• [WORK INSTRUCTION]:
When a line in the entries below contains the word "woman", copy that line.

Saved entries

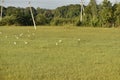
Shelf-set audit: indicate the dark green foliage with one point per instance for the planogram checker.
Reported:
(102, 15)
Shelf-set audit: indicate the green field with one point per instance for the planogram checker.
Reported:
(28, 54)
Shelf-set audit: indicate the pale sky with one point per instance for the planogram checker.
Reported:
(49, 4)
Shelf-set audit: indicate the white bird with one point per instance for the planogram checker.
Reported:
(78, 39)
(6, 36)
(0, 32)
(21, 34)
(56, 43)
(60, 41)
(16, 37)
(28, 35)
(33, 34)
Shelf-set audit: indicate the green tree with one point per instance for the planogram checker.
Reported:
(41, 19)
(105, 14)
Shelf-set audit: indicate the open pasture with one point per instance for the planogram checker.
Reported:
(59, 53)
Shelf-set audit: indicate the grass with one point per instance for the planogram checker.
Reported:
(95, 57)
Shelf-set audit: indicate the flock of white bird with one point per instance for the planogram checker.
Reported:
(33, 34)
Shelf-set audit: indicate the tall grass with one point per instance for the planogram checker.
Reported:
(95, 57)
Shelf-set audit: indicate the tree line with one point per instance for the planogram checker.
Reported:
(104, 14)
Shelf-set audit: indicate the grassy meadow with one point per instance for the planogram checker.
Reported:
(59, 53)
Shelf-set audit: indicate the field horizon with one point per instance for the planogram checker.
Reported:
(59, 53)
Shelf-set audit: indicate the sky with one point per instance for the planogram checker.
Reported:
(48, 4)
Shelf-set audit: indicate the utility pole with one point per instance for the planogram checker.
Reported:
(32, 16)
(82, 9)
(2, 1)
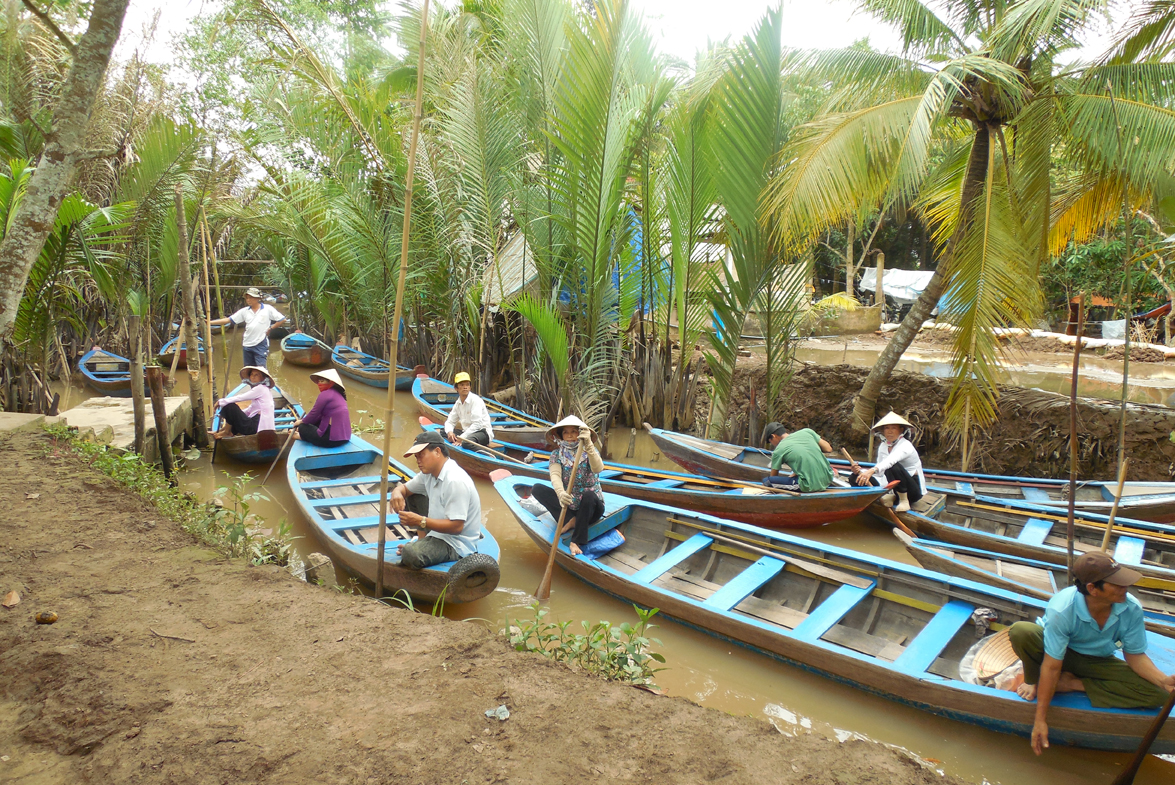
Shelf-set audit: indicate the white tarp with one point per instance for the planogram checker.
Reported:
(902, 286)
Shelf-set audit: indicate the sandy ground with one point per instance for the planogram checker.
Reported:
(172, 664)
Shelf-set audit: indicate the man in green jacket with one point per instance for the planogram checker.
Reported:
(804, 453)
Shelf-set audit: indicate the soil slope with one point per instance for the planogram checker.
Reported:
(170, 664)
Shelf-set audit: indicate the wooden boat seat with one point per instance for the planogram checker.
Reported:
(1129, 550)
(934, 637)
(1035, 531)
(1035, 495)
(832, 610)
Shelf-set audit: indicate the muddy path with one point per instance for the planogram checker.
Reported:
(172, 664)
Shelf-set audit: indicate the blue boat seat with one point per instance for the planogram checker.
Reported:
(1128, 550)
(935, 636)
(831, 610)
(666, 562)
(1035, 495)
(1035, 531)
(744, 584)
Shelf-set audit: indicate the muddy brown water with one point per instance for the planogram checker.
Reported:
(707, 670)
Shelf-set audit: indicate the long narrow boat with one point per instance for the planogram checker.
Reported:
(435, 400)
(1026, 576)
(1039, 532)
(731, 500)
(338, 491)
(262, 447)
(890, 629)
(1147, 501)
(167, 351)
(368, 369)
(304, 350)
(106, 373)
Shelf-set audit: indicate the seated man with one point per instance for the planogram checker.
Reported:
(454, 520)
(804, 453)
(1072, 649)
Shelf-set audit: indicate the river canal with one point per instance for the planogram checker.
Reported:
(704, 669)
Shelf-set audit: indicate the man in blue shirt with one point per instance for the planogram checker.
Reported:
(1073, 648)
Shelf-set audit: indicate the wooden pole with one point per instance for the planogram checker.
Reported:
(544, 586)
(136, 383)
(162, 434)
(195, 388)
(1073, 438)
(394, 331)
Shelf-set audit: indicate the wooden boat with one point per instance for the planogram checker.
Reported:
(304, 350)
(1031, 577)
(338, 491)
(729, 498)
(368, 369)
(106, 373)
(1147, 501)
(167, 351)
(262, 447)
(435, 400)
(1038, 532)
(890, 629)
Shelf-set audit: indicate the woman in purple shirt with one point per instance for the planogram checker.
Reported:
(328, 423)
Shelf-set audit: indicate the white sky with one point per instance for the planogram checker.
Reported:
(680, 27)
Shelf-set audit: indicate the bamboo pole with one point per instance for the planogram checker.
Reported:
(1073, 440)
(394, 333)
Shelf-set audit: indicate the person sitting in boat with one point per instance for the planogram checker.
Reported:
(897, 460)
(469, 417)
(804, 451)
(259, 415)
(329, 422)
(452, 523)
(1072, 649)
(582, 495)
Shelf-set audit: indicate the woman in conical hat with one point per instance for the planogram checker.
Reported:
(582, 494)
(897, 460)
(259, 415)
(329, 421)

• [TASK OUTPUT]:
Shelf-set audit: indicate the woman in purple shirt with one point per instance for the planogram checker.
Shelf-set audit: indicate the woman in conical hat with one point per instance for the planogram checker.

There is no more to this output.